DOCUMENT SEGMENT:
+ + + + +
If a metadata file is not available, ProtE still supports statistical testing of the independent variable, as long as the samples in the input proteome table are positioned consecutively to each other according to their experimental group (the details on the underlying data structure are provided in the Supplementary File). Users can then define the sample-to-group labeling and the corresponding group sizes by using the function’s parameters group_names=c(), and samples_per_group=c(), respectively ( Fig.2A(ii) ).
The power of ProtE as an analytical tool lies not only in its simplicity but also in its rich arsenal of data processing and preparation options, all defined as parameters of the same R function. These options include seven distinct intensity normalization techniques; customizable threshold for filtering proteins with missing values, either applied to the entire dataset or separately within each experimental group and eight imputation methods( Figure 1 )(described in detail in the Supplemental File as well as in https://github.com/theomargel/ProtE).
All these analytical parameters are explicitly chosen by the user through the ProtE_analyse() function. For example, users can select filtering, normalization and imputation methods, by filling the respective parameters inside the function call. By adjusting one or more of these parameters and rerunning the function, ProtE enables users to directly assess how different data processing choices influence statistical results. A summary report is generated at the end of each analysis, which details all transformations applied to the data for the specific ProtE_analyse() run, (e.g. specific normalization, and imputation methods and missing values frequency thresholds used)
Following data processing, ProtE performs statistical analysis. Users can specify whether this analysis will be performed on independent or paired samples, via the parameter “independent,” which can be respectively set to TRUE or FALSE. ProtE generates lists of differentially expressed proteins using both nonparametric tests and linear models. The statistical output of the former is stored in the Excel file traditional_statistics.xlsx and includes Wilcoxon’s test results of pairwise comparisons, Kruskal-Wallis or Friedman’s test results when groups are more than two, and PERMANOVA pseudo-F, R 2 and p-value for the complete feature set, via the package vegan[26]. For assessing the equality of the group variances (homoscedasticity), ProtE implements Levene’s and Bartlett’s statistical tests. In all cases the average abundance of each protein per group, ratio of the means and the corresponding log 2 -fold change values, nominal p-values and false discovery rates (method of adjusting the p-values for multiple hypothesis manually selected by the user) per comparison are provided.
+ + + + +
DATASET EXTRACT:
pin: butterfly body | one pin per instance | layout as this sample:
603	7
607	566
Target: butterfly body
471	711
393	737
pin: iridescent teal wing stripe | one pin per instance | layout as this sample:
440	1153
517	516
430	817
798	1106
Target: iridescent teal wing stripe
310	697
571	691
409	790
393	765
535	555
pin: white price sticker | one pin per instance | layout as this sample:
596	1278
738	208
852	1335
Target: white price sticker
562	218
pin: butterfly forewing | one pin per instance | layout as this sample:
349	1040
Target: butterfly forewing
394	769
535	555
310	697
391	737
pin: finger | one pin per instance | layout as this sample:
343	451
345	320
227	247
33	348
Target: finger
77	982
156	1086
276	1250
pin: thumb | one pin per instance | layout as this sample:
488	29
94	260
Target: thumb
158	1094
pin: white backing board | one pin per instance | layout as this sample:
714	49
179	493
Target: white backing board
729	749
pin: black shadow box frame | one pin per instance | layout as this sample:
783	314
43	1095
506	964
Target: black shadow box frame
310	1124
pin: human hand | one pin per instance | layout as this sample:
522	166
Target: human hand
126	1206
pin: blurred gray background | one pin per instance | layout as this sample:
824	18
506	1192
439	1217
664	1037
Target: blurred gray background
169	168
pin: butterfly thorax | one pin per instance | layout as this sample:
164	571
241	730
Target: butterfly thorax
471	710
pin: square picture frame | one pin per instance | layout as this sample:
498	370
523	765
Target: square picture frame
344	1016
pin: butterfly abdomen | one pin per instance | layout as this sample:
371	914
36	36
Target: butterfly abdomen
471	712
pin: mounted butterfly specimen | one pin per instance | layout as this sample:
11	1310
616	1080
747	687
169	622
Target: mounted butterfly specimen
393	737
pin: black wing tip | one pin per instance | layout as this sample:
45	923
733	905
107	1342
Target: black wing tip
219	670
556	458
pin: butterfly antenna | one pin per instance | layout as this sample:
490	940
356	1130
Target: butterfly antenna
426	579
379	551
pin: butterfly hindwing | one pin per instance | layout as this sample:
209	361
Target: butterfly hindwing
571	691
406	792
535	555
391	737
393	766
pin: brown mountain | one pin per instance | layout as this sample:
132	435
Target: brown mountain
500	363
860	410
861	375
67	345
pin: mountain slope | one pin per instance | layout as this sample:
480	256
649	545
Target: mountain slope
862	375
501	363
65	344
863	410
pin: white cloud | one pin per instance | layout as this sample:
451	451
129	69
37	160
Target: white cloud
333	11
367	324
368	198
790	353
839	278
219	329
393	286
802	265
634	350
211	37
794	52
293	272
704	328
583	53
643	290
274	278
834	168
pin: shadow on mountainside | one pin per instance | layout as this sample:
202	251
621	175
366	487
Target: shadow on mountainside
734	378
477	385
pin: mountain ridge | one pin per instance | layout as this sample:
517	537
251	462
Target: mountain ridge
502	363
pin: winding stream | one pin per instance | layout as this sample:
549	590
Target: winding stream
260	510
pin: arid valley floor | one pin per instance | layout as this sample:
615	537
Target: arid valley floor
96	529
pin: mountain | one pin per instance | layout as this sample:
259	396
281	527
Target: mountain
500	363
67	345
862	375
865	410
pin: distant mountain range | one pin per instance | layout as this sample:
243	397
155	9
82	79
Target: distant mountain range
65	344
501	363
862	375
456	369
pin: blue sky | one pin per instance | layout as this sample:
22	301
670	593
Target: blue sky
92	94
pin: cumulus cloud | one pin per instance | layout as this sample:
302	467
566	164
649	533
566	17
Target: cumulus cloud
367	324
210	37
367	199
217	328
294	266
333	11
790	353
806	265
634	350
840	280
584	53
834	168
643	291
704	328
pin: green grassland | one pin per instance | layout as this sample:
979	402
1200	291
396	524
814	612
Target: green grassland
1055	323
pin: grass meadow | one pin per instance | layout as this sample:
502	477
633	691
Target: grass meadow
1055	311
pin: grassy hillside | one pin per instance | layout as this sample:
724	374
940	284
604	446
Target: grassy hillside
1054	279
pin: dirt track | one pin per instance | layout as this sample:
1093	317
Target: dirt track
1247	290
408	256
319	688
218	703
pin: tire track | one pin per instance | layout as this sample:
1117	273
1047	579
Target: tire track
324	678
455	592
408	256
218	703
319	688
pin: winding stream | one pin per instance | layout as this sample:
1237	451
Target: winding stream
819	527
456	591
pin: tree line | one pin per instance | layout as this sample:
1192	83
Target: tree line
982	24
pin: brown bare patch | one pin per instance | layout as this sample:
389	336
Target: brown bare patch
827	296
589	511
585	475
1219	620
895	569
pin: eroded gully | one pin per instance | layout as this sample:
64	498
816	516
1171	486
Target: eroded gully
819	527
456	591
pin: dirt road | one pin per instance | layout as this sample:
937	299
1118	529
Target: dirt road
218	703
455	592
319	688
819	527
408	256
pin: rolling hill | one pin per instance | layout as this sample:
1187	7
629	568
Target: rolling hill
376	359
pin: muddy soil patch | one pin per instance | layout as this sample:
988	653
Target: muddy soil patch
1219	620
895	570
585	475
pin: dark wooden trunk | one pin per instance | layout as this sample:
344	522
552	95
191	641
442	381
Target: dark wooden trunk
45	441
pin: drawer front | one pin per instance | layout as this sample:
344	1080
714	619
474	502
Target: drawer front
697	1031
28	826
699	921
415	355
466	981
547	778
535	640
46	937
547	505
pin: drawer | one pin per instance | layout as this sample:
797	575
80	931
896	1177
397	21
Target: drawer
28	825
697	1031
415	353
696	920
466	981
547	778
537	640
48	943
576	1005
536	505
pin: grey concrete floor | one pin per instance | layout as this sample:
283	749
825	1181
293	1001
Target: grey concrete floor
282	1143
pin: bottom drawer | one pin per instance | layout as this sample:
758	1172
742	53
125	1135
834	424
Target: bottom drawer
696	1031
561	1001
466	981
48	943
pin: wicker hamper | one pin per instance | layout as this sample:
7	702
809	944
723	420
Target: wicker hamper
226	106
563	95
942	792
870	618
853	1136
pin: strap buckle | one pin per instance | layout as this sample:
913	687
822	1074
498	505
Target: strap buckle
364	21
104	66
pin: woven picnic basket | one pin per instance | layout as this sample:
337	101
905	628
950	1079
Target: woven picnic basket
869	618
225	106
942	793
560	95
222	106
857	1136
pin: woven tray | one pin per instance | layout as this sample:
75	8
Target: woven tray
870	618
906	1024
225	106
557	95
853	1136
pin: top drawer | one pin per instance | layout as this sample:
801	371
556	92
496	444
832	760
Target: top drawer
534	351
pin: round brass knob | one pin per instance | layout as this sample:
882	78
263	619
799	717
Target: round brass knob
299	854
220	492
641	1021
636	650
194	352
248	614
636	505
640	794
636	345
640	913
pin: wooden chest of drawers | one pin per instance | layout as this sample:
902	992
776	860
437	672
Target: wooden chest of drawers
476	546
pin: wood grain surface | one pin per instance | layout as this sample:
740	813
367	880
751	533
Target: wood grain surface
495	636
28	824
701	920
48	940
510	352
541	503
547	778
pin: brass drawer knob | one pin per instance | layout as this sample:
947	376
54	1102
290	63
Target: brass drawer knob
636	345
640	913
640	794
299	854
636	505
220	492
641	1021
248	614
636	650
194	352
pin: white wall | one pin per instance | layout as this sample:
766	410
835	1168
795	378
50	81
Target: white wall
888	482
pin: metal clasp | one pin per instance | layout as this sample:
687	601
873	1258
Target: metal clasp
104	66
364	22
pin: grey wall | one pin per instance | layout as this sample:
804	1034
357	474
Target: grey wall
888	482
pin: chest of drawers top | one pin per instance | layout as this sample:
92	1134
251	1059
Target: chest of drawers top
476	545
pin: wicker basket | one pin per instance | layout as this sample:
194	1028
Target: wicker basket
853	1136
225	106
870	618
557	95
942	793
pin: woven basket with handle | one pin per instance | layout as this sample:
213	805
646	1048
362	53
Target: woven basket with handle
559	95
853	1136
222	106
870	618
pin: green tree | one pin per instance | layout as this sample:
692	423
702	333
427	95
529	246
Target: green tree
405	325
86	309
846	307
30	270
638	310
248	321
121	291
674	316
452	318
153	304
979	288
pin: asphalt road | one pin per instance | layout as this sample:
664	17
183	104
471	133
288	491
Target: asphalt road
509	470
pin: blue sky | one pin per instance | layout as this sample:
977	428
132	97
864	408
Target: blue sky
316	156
+ + + + +
WORK INSTRUCTIONS:
1. Decide whether each statement below agrees with the ProtE passage. Answer yes or no for each, and quote the deciding words of the passage.
(a) ProtE offers seven distinct methods for normalizing intensities.
(b) Without a metadata file, ProtE cannot carry out statistical testing.
(c) The output of the nonparametric tests is saved in an Excel file named traditional_statistics.xlsx.
2. Write what follows in the passage on the ProtE analysis tool, starting after its last sentence.

ANSWERS BELOW:
1.
(a) Yes: "seven distinct intensity normalization techniques"
(b) No: "If a metadata file is not available, ProtE still supports statistical testing of the independent variable"
(c) Yes: "The statistical output of the former is stored in the Excel file traditional_statistics.xlsx"

2.
For linear model-based statistics, ProtE leverages the limma package, applying log 2 transformation and Bayesian regression to the data, before fitting them to a linear model, with results saved in the ’dataset_limma_test.xlsx’ file [27]. These include coefficients for each experimental group and any covariates (e.g. age, batch effects) incorporated into the model. For paired sample experiments, subjects are treated as random effects in the linear model using a blocking approach, while any covariates are incorporated into the design matrix of the model [28] . Specifically, the output features results from an ANOVA-like F-test for variance comparison when there are more than two groups, alongside results from moderated t-tests for each pairwise comparison, and log 2 fold changes of the moderated data.
By further utilizing the package fgsea [29], ProtE performs gene set enrichment analysis, using as metric score the log 2 fold changes of the pairwise comparisons. The user can select a collection from the MSigDB [30] via the arguments subcollection and species, with options including the commonly used Reactome [31] and Gene Ontology [32] gene sets. The results are saved inside an excel file named GSEA_results.xlsx that contains the enriched pathways of each comparison in different excel sheets.
To enable evaluation of data quality and to enhance biological interpretation, ProtE offers a comprehensive suite of visualization means common for proteomic datasets. This encompasses violin plots and boxplots of the protein abundances in each sample and a mean-standard deviation relation plot before and after the processing of the data, to assess the effects of normalization and imputation. Also, a log 2 abundance rank plot, a histogram of the imputed values (in case multiple values imputation has been selected), PCA plots considering both the full dataset and the significantly altered proteins are created. Heatmaps which illustrate abundance alterations across experimental groups as well as volcano plots are generated. Finally, plots displaying the most enriched, significant pathways between each contrast are also created. All plots are saved in .bmp format, and they are named automatically based on what they are displaying, After_Processing_Boxplot.bmp for example is the boxplot of the protein intensities of each sample after data processing (e.g. Normalization, Filtering, Imputation). Additionally, output messages in the R studio console will explicitly state the content of the output files.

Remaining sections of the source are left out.